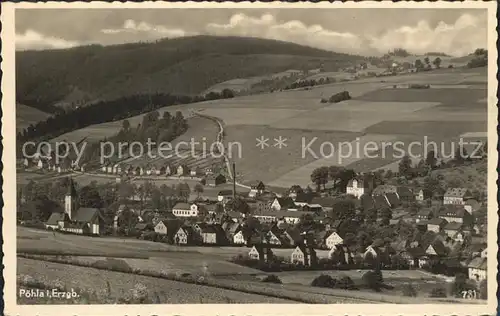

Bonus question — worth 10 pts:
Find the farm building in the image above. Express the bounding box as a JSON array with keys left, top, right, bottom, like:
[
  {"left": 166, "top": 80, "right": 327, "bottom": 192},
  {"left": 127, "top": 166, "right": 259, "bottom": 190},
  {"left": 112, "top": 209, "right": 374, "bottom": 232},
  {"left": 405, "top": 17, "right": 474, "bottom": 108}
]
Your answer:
[
  {"left": 248, "top": 245, "right": 274, "bottom": 263},
  {"left": 290, "top": 244, "right": 318, "bottom": 267},
  {"left": 172, "top": 203, "right": 206, "bottom": 217},
  {"left": 205, "top": 174, "right": 226, "bottom": 187},
  {"left": 443, "top": 188, "right": 472, "bottom": 205}
]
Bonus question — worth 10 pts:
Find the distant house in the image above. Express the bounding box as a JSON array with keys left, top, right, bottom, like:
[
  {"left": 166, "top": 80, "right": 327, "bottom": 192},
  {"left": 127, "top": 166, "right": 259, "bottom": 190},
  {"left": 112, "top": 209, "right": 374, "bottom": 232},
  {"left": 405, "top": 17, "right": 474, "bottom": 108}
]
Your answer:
[
  {"left": 396, "top": 186, "right": 415, "bottom": 202},
  {"left": 325, "top": 231, "right": 344, "bottom": 249},
  {"left": 172, "top": 203, "right": 206, "bottom": 217},
  {"left": 346, "top": 179, "right": 373, "bottom": 199},
  {"left": 174, "top": 226, "right": 197, "bottom": 245},
  {"left": 467, "top": 257, "right": 488, "bottom": 282},
  {"left": 217, "top": 190, "right": 233, "bottom": 204},
  {"left": 205, "top": 173, "right": 226, "bottom": 187},
  {"left": 177, "top": 165, "right": 189, "bottom": 176},
  {"left": 443, "top": 188, "right": 472, "bottom": 205},
  {"left": 415, "top": 189, "right": 432, "bottom": 202},
  {"left": 415, "top": 208, "right": 432, "bottom": 223},
  {"left": 290, "top": 244, "right": 318, "bottom": 267},
  {"left": 248, "top": 245, "right": 274, "bottom": 262},
  {"left": 248, "top": 181, "right": 266, "bottom": 198},
  {"left": 427, "top": 218, "right": 448, "bottom": 233},
  {"left": 439, "top": 204, "right": 473, "bottom": 225},
  {"left": 271, "top": 197, "right": 297, "bottom": 211}
]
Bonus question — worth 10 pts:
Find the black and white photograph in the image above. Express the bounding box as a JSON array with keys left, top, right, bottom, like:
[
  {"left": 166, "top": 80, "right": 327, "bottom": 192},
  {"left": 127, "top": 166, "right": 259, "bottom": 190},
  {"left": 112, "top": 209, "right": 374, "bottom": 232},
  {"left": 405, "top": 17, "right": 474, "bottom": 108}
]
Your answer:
[{"left": 2, "top": 2, "right": 498, "bottom": 315}]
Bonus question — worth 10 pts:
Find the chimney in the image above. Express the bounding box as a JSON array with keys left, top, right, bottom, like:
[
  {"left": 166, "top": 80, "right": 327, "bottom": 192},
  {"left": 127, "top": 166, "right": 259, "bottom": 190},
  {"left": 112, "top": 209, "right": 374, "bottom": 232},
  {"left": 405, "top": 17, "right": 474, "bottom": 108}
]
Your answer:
[{"left": 233, "top": 162, "right": 236, "bottom": 200}]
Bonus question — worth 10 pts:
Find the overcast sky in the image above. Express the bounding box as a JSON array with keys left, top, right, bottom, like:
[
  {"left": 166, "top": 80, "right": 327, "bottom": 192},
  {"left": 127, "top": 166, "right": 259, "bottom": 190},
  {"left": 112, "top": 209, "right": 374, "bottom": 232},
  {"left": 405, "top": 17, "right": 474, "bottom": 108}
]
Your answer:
[{"left": 16, "top": 9, "right": 487, "bottom": 56}]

-- Exercise aim --
Collect every line of the records above that contains the word "like", copying each one in full.

-- Exercise result --
Find the farm building in the image above. Express the bounding box as a JSON array with keys left, top, right, bottom, like:
Find the distant house in the image above. Express the bounding box as a JSON array with keys left, top, right, bottom, like:
Find the black and white photograph in the image above. Express the bounding box as a JSON array with keys left, top, right, bottom, like:
Find the chimney in the image above. Express the bounding box as a JSON array with keys left, top, right, bottom, like:
Find the overcast sky in the image above. Express the bounding box as a JSON array with keys left, top, right, bottom, like:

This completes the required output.